Update the data from the line containing "Where can you spot the black eyeglass" through the end, inclusive, changing "black tray" to "dark serving tray" and keeping everything else the same.

:: Data to process

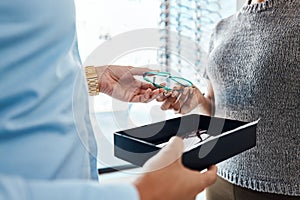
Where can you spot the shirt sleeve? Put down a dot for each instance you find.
(15, 188)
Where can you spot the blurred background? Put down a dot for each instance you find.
(183, 31)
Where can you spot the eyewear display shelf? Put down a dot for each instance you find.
(226, 139)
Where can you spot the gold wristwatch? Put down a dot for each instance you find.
(92, 80)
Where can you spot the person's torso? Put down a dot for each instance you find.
(39, 69)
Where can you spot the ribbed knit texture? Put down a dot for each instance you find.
(254, 65)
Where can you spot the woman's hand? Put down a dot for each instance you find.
(168, 179)
(185, 99)
(120, 83)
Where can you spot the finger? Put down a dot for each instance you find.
(167, 155)
(154, 95)
(203, 180)
(141, 70)
(144, 85)
(181, 100)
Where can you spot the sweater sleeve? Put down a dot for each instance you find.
(15, 188)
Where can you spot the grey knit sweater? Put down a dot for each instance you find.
(254, 66)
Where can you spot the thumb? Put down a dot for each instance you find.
(141, 70)
(166, 156)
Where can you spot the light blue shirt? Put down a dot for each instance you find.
(47, 147)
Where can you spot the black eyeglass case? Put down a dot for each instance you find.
(229, 138)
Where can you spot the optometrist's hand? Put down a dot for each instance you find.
(120, 83)
(187, 100)
(168, 179)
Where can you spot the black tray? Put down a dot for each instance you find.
(137, 145)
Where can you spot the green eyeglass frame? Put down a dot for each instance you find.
(178, 80)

::::

**Result:**
Where can you spot the black eyeglass case? Put down a dot for each instance you find.
(229, 138)
Where can you spot the optometrist's hand? Put down a dot for each instance you find.
(120, 83)
(187, 100)
(168, 179)
Where can you spot the dark serving tray? Put down a dot for each instance you find.
(137, 145)
Where can you spot the green eyeglass frame? Put down a dot for each instance you find.
(178, 80)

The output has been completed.